But de l'exercice:
Recopiez mot pour mot le passage du texte sur les menus qui s'ouvre sur les mots contenant « Comment vous intéressez-vous » et se clôt sur « la vie quotidienne. ».

─── Extrait du texte

L’exposition « Ripaillons » de la Bibliothèque municipale de Bordeaux, consacrée jusqu’au 19 juillet 2014 au repas gastronomique des Français, est l’occasion de s’intéresser aux menus. Les plages cartonnées qui ornent les tables depuis des siècles sont mises à l’honneur.
Interview de Caroline Poulain, conservatrice patrimoniale aux bibliothèques municipales de Dijon et spécialiste de l’histoire des menus.
Comment vous intéressez-vous à l’histoire des menus ?
Les bibliothèques municipales de Dijon disposent de collections classiques importantes ainsi que de fonds patrimoniaux originaux. En particulier, la bibliothèque développe un fonds « gourmand » depuis une trentaine d’années, autour de la gastronomie et du vin. Se construit aussi, depuis 2009, une des plus grandes collections de menus.
Au-delà de la succession de plats, quelles informations apporte un menu ?
Les intérêts du menu sont très divers. En termes historiques, le menu renseigne de l’évolution de la gastronomie, des plats. Il illustre aussi l’évolution de la vie quotidienne.
Par exemple, l’étude de l’iconographie informe sur l’évolution du mariage. On voit bien que le mariage est passé d’un rite très strict à un évènement bien plus familial aujourd’hui.

──────
─── Données du corpus

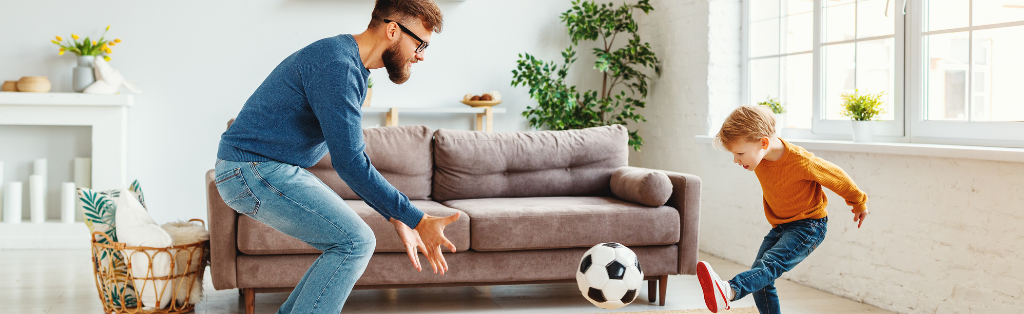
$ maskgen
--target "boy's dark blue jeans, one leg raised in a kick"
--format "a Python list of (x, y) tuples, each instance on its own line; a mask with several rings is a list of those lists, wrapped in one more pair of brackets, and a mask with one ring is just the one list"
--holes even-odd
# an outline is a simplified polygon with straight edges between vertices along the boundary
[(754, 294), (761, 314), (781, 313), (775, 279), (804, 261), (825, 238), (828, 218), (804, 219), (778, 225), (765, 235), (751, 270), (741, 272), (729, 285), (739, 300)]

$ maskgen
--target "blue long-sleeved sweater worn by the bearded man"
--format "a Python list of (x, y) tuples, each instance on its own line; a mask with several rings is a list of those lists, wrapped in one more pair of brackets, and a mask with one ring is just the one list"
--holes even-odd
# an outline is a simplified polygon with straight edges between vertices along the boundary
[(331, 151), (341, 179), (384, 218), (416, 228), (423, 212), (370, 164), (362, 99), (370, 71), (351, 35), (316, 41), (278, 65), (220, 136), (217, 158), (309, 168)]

──────
─── Données du corpus

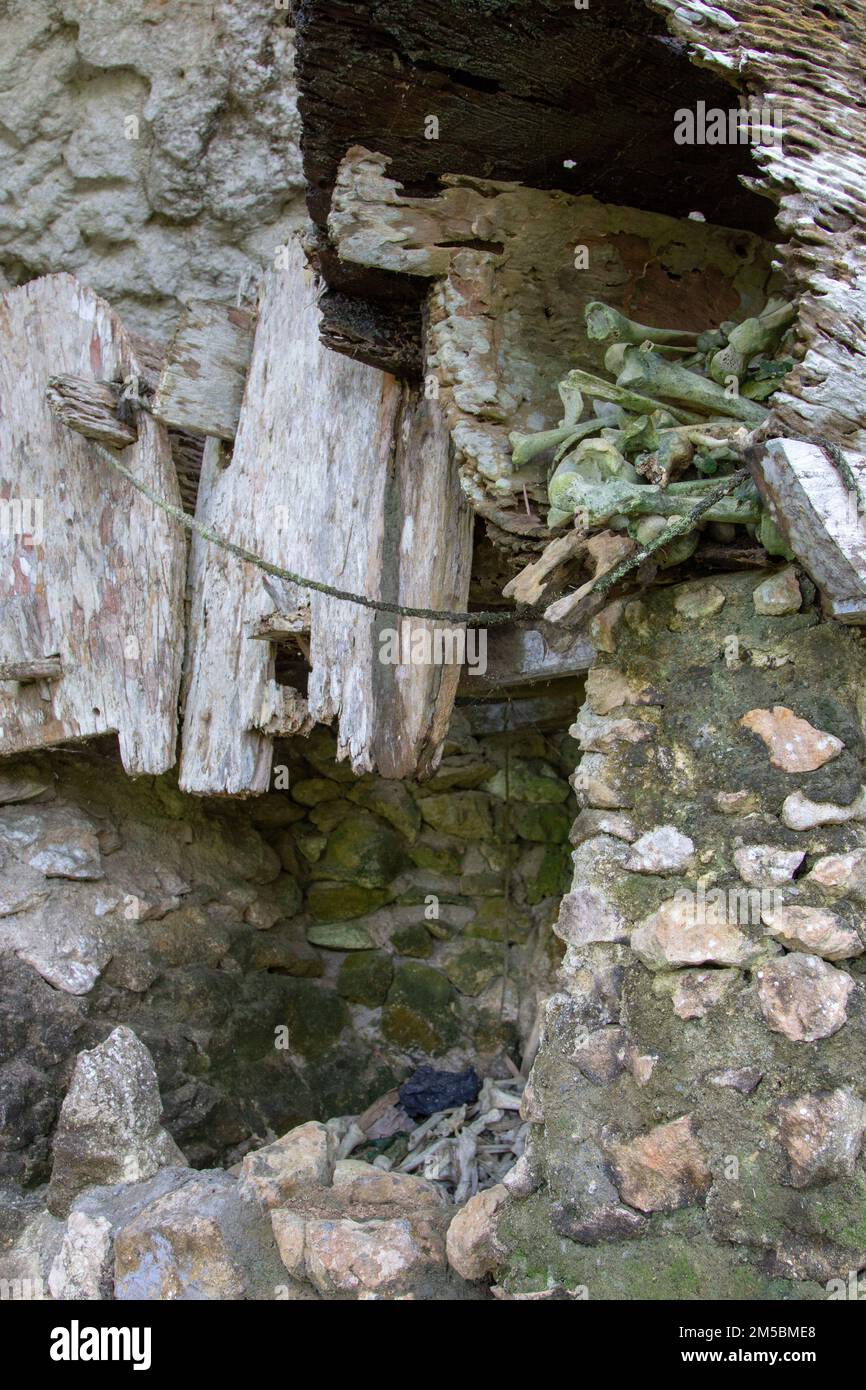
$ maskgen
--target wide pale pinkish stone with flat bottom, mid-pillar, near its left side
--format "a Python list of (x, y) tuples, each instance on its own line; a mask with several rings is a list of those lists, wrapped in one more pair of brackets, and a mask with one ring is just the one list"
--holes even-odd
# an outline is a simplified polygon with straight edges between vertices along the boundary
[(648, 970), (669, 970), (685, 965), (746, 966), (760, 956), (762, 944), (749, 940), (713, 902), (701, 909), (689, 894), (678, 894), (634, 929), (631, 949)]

──────

Résultat de l'exercice:
Comment vous intéressez-vous à l’histoire des menus ?
Les bibliothèques municipales de Dijon disposent de collections classiques importantes ainsi que de fonds patrimoniaux originaux. En particulier, la bibliothèque développe un fonds « gourmand » depuis une trentaine d’années, autour de la gastronomie et du vin. Se construit aussi, depuis 2009, une des plus grandes collections de menus.
Au-delà de la succession de plats, quelles informations apporte un menu ?
Les intérêts du menu sont très divers. En termes historiques, le menu renseigne de l’évolution de la gastronomie, des plats. Il illustre aussi l’évolution de la vie quotidienne.